• [Material provided]
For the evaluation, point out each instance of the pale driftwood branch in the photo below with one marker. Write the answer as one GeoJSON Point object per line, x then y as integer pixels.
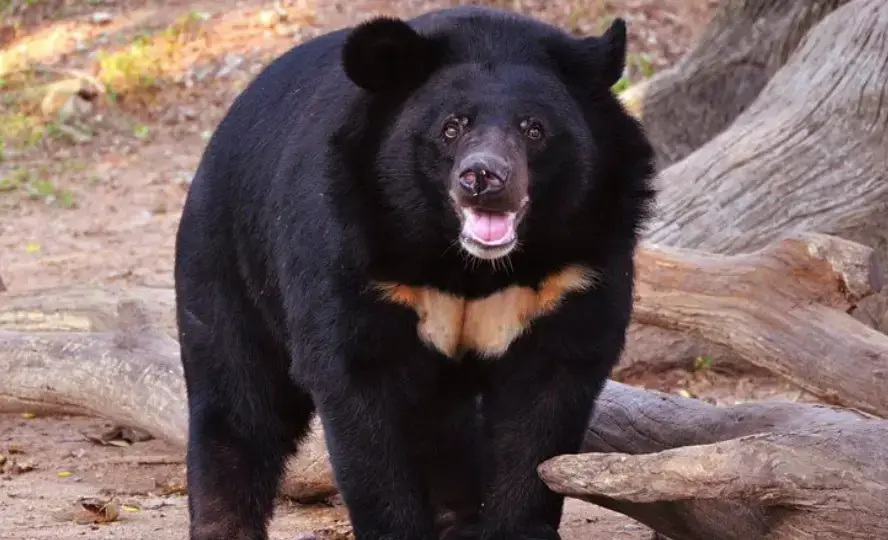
{"type": "Point", "coordinates": [756, 471]}
{"type": "Point", "coordinates": [783, 308]}
{"type": "Point", "coordinates": [123, 367]}
{"type": "Point", "coordinates": [805, 283]}
{"type": "Point", "coordinates": [739, 50]}
{"type": "Point", "coordinates": [808, 154]}
{"type": "Point", "coordinates": [126, 370]}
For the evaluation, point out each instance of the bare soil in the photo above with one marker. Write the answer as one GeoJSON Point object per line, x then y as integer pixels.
{"type": "Point", "coordinates": [104, 211]}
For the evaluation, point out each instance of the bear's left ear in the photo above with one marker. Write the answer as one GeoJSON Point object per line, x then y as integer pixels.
{"type": "Point", "coordinates": [604, 57]}
{"type": "Point", "coordinates": [386, 55]}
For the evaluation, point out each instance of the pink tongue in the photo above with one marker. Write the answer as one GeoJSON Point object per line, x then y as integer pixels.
{"type": "Point", "coordinates": [488, 227]}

• [Stated exercise] Your copy should hold every record word for word and none of the pictures.

• [Final result]
For the evaluation, point out each instance of the pale driftwood branch in the photo below with one marker. Write the answer as one GeoJSON Point object per line, x then y as integer pixels.
{"type": "Point", "coordinates": [756, 471]}
{"type": "Point", "coordinates": [783, 308]}
{"type": "Point", "coordinates": [123, 367]}
{"type": "Point", "coordinates": [805, 283]}
{"type": "Point", "coordinates": [739, 50]}
{"type": "Point", "coordinates": [808, 154]}
{"type": "Point", "coordinates": [126, 370]}
For the evaluation, point out each instance of the bare soil in the photo above with one marker. Write the answer as one GeoJSON Point object per line, x then y as integer pixels.
{"type": "Point", "coordinates": [104, 211]}
For the evaluation, point out each instance of the bear's left ear in the photo above with one marker. Write the answer as one GeoJSON Point object per line, x then y as integer pixels.
{"type": "Point", "coordinates": [604, 57]}
{"type": "Point", "coordinates": [386, 55]}
For the evaluation, point out each instance of the pink tongue in the photo above with one marker. Write the answer as one GeoJSON Point object per line, x then y as integer pixels.
{"type": "Point", "coordinates": [488, 227]}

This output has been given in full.